● Document extract:
One of the things I look forward to at this time of year is standing outside after there has been a snow shower. A silence seems to descend with the snow to cover everything with a soft, fluffy blanket and, at the same time, muffle all the sound. Some of my friends would call it eerie, but I love the silence.
Thirty-six years ago, on 26th April 1986, one thousand square miles surrounding the Chernobyl nuclear plant descended into an eerie silence. Poisonous gases erupted from reactor number 4. Although only 100 lives were lost in the immediate aftermath, the human and ecological effects are still with us today. A few years ago, whilst watching a programme about the disaster, I remember a commentator saying that there was no birdsong. That silence was the result of an accident due to flawed equipment and human error. The birdsong can now be heard in the area. As the government lockdown procedures took hold many countries in the world joined Britain in an enforced silence. There were no vapour trails from aircraft in the sky, working from home became the norm and the roads became quieter. Holiday travel ceased and businesses, medical care and public services worked in minimums rather than maximums. There were comments about clearer vision and the ability to hear sounds which had been lost due to background noise. The enforced silence produced stress alongside deeper appreciations of what we’d lost in a rat race to produce more and better.

● Task to carry out: Copy the reflection on silence above word for word, in full.

● Supplied entries:
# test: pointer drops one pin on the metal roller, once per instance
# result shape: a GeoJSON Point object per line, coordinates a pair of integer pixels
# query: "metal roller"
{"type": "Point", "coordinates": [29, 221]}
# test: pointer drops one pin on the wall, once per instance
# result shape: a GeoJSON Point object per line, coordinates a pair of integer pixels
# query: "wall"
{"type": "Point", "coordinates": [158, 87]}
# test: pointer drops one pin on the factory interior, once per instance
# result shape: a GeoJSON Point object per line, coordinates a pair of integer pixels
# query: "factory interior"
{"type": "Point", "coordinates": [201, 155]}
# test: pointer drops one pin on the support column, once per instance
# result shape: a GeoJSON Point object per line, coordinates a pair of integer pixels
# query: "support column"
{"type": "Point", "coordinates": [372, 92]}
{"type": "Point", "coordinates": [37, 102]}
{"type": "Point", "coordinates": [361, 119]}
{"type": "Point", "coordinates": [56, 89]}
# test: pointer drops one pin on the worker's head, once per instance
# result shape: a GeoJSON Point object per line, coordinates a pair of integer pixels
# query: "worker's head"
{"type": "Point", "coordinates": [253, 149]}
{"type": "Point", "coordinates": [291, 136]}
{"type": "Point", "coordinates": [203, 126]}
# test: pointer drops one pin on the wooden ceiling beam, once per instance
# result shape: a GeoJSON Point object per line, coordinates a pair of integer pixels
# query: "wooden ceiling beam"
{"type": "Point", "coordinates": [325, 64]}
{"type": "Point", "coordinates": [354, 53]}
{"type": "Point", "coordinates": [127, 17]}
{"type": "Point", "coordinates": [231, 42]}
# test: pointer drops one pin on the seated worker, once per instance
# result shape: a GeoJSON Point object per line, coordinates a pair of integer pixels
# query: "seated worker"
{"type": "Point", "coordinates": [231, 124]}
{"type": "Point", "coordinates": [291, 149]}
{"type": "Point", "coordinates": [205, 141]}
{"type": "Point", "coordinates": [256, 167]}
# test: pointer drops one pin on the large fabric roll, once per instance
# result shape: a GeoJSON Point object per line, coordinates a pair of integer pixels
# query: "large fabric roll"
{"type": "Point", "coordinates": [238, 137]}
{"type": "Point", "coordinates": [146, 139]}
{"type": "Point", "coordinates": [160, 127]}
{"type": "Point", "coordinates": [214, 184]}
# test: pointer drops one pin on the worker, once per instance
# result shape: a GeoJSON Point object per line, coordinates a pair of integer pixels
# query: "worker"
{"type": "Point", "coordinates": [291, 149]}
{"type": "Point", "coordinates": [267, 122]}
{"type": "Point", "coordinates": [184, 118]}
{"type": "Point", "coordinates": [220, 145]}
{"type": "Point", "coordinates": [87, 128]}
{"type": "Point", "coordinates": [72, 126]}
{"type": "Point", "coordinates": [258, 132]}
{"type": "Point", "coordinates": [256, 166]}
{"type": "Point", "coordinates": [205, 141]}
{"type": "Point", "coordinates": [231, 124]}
---
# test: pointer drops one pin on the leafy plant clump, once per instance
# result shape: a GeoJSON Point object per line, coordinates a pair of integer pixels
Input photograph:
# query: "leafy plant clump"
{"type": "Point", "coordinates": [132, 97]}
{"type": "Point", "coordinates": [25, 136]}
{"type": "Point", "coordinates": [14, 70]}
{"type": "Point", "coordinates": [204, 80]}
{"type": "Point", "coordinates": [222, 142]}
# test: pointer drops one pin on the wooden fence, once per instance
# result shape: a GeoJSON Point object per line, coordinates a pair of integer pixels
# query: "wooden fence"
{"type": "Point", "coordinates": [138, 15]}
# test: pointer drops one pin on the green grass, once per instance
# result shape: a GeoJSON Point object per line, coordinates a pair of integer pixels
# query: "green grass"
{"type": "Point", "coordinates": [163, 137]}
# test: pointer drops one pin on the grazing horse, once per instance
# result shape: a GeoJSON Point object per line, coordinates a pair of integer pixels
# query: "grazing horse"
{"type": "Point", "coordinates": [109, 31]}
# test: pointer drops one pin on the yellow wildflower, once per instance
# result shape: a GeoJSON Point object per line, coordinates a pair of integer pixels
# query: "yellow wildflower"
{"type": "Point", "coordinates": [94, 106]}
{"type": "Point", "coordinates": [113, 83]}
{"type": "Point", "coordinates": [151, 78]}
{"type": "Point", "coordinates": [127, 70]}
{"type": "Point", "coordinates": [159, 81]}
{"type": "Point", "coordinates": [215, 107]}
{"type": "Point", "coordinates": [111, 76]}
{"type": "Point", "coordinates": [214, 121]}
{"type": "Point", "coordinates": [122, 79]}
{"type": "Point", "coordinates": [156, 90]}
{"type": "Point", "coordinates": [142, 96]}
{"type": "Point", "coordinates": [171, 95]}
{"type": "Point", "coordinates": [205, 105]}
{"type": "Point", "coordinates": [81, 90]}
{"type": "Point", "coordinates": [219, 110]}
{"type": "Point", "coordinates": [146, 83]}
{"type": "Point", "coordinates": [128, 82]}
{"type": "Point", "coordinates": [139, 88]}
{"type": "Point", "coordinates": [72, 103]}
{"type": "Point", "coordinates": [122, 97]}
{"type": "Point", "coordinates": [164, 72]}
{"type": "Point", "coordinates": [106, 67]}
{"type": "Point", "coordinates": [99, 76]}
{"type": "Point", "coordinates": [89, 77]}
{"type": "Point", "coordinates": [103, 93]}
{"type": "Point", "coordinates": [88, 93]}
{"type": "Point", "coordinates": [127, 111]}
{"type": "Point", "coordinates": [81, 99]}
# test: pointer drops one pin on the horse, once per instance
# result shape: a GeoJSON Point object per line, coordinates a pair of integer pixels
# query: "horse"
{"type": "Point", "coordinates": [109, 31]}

● Result of the exercise:
One of the things I look forward to at this time of year is standing outside after there has been a snow shower. A silence seems to descend with the snow to cover everything with a soft, fluffy blanket and, at the same time, muffle all the sound. Some of my friends would call it eerie, but I love the silence.
Thirty-six years ago, on 26th April 1986, one thousand square miles surrounding the Chernobyl nuclear plant descended into an eerie silence. Poisonous gases erupted from reactor number 4. Although only 100 lives were lost in the immediate aftermath, the human and ecological effects are still with us today. A few years ago, whilst watching a programme about the disaster, I remember a commentator saying that there was no birdsong. That silence was the result of an accident due to flawed equipment and human error. The birdsong can now be heard in the area. As the government lockdown procedures took hold many countries in the world joined Britain in an enforced silence. There were no vapour trails from aircraft in the sky, working from home became the norm and the roads became quieter. Holiday travel ceased and businesses, medical care and public services worked in minimums rather than maximums. There were comments about clearer vision and the ability to hear sounds which had been lost due to background noise. The enforced silence produced stress alongside deeper appreciations of what we’d lost in a rat race to produce more and better.